* _Task directions_
Pick out and copy every line in the rows below that contains the word "each". Case counts.

* _Given data_
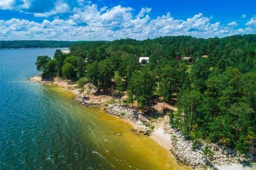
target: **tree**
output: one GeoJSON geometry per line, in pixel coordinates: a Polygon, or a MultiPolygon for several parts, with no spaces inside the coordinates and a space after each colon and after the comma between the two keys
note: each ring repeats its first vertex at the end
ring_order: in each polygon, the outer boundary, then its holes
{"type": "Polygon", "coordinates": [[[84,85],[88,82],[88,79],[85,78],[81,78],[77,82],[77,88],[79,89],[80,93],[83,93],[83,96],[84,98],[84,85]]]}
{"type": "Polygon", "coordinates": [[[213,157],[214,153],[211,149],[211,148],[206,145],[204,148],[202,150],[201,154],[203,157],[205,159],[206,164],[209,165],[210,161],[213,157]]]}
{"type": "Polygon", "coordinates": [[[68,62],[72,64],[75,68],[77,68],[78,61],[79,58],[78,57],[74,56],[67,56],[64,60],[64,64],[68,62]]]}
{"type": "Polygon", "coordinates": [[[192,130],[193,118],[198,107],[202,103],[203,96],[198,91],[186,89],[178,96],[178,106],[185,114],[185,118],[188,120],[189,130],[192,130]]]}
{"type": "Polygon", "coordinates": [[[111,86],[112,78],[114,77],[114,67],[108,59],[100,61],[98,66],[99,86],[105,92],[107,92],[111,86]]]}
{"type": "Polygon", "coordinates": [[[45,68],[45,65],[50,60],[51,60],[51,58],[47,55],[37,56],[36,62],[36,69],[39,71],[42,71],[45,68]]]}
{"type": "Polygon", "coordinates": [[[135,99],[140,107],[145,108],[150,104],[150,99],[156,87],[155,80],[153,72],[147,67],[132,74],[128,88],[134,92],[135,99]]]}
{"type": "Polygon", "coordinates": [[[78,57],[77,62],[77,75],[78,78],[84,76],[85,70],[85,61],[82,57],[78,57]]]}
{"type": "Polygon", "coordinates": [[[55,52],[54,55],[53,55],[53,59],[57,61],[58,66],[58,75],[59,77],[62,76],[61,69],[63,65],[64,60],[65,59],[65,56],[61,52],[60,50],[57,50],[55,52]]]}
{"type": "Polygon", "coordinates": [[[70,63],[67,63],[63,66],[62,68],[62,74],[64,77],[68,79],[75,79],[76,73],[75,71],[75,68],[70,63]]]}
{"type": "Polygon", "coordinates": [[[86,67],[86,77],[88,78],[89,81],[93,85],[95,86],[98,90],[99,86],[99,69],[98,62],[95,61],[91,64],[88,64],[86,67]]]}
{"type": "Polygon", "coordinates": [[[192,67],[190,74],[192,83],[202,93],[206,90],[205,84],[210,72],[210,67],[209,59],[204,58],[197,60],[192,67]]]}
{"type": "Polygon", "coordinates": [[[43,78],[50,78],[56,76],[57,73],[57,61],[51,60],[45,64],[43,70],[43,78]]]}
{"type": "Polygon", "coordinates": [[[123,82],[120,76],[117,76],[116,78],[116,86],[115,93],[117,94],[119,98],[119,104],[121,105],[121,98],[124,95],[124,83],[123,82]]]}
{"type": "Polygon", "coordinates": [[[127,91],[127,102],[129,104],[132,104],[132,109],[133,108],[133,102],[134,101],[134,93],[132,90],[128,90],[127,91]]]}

* _Finished exercise_
output: one GeoJSON geometry per line, in pixel coordinates: a Polygon, or a MultiPolygon for several parts, with no spaces inside the coordinates and a space after each colon and after the comma between the two keys
note: each ring repeats its first vertex at the end
ring_order: in each polygon, the outer boundary, then its holes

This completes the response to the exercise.